## TASK DESCRIPTION
Only the pictures are omitted; repeat all other data exactly.

- - - - - - -

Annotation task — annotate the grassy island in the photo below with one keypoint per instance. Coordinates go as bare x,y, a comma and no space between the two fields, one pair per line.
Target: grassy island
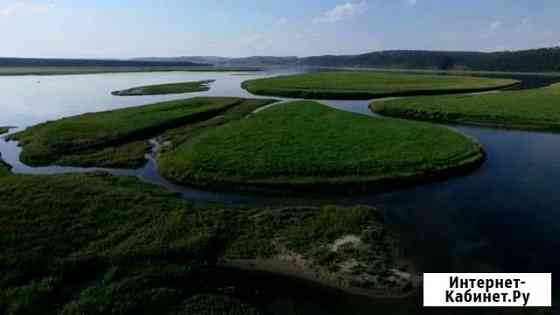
537,109
308,145
170,88
117,138
367,85
148,252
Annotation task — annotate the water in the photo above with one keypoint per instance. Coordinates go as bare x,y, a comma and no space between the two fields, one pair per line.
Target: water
503,217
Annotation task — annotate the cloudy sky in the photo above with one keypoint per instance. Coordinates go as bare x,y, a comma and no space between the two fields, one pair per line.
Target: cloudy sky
127,28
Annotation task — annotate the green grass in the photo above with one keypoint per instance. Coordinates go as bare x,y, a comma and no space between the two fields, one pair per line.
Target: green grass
308,145
114,138
170,88
537,109
368,85
4,168
97,244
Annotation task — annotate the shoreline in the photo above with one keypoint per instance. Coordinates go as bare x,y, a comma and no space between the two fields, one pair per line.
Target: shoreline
365,96
465,121
285,269
346,185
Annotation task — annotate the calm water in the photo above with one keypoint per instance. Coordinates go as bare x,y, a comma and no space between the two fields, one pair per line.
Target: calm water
503,217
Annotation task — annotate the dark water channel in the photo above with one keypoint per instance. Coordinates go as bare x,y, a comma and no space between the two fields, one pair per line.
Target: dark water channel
504,217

- - - - - - -

## OUTPUT BELOW
Annotation task — annotate the grassy island in the photo below with one keypoint per instance. Coordinates go as bare x,y, a comma and no space between the two fields, one pair per line.
Target: grassy island
537,109
308,145
170,88
117,138
367,85
148,252
Annotation task — annotate the water in the photo above with one keypoint per instance. Coordinates go as bare x,y, a comma and no space between the two fields, one pair per line.
Target: water
503,217
Annotation task — annotate the cloudy sky in the photo above with one keypoint per instance. Coordinates go as bare x,y, a comma and no space between the two fields, one pair per line.
Target: cloudy sky
127,28
Annotation task — annotate the green grass in the photo above with one keypoint per instance. Coordinates go as bare x,y, a comma and no space between the two fields, one pair per line.
Target: green grass
308,145
114,138
170,88
537,109
368,85
4,168
97,244
Annotation task — annotate the shoreline in the photo above with one keypoint per instance. Coordinates go as bare x,y, a comma and no space between the two fields, one pair per line.
Target: shoreline
365,96
465,121
285,269
346,185
Annotation task — annotate the calm water in the photo above with one keypoint per instance. Coordinates go as bare x,y, a comma and no space between the two fields, one pair per line.
Target: calm water
503,217
Annotation task — annotate the dark water channel in the photo above with one keypoint per instance. Coordinates go as bare x,y, a comma and no space between the two fields, one pair per line.
Target: dark water channel
504,217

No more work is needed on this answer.